## Task goal
Answer these questions from the forum thread below.
(a) Which massacre does one poster say drew absolute outrage from servicemen?
(b) Which three news anchors are named in the forum thread?
(c) What two enemy tactics does one poster cite?

## Supplied passage
Wow. The more I read this article, the better it gets. Amazing use of language and quotations to dramatize what we see and don't see on TV, by an embedded journalist. Of course, those here who think the US military can do no wrong, and those who think the US military can do no right will be equally outraged at a look at the good, bad, and human perspectives of the current conflict. http://www.villagevoice.com/issues/0447/wright.php The good? The bad? And the ugly...a disturbing picture of humanity, stripped of good and evil. (And the kinda funny too) anyway, any military types want to comment on "dead-checking"? I assume its OK, that the geneva conventions are not fully in-effect until the area is completely pacified?
Want the dead checking to stop? Tell the Sunnis to kick our their foreign-jihadists-beheading-torturing-child-killiing car bombing murderers (now there's some dead-checking for you), put down their arms, and register to vote.
Common practice. If you have bayonets fixed you can use those instead of your boot. War is hell. Maybe next time they'll focus on the Army instead of the junior varsity.
How astute of you. I'll try and get in touch with that Marine to answer his question "where did Jesus say its OK to kill people if your government says so"? Its right there in the Book of Karl, sometimes referred to as the Book of Justifications 12:26, in between 12:25 - "because they did it first" and 12:27 "Mom, he was looking at me funny!"
When I hear an outcry from military personnell with combat experience over the "dead-checking", then I'll get worried about it. And before you ask, yes, there WAS absolute outrage from servicemen over My Lai (at least once all the facts came out). The media is doing all it can to turn Iraq into another Vietnam...first they tried (to my disgust, fairly successfully) to turn Abu Ghraib into My Lai (mental torture and forcing a few dozen people to pose in humiliating pictures was a horrible PR move, but it hardly ranks up there with the massacre of several hundred people, most of whom were innocent women and children). Now they're trying to turn the Fallujah shooting into another ARVN-Officer-Shooting-A-Captured-Blindfolded-VC-In-Point-Blank-On-Camera incident. What would be particularly laughable about that to me, if it weren't so sad that the media is trying to undermine our military efforts in Iraq, is that we still don't even know that the Iraqi was unarmed (look at the tape again...you still can't see half of his body, and all the media reports refer to the guy as "possibly" or "apparently" unarmed, etc).
I Just find is pathetic that certain people/groups find any possible example to insult our troops or make them look bad. NOt supporting the war is much different than posting crap like this. DJ, put yourself in the troops shoes. If the enemy didnt resort to feigning injury and strapping bombs to their chest, things might be different.
Is Dan Rather, Peter Jennings, and Tom Brokaw doing this? I don't get where you're going w/this statement. Give me SPECIFICS or shutup
Agreed. But what they have to resort to as a result-I mean the boy w/the stick and the little girl w/her legs chopped off as extreme examples-I would think is hard for the Marines to deal with.

## Data block
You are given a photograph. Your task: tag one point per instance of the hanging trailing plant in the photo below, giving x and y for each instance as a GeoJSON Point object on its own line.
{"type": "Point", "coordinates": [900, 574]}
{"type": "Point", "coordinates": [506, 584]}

## Problem solution
(a) My Lai.
(b) Dan Rather, Peter Jennings, and Tom Brokaw.
(c) Feigning injury and strapping bombs to their chests.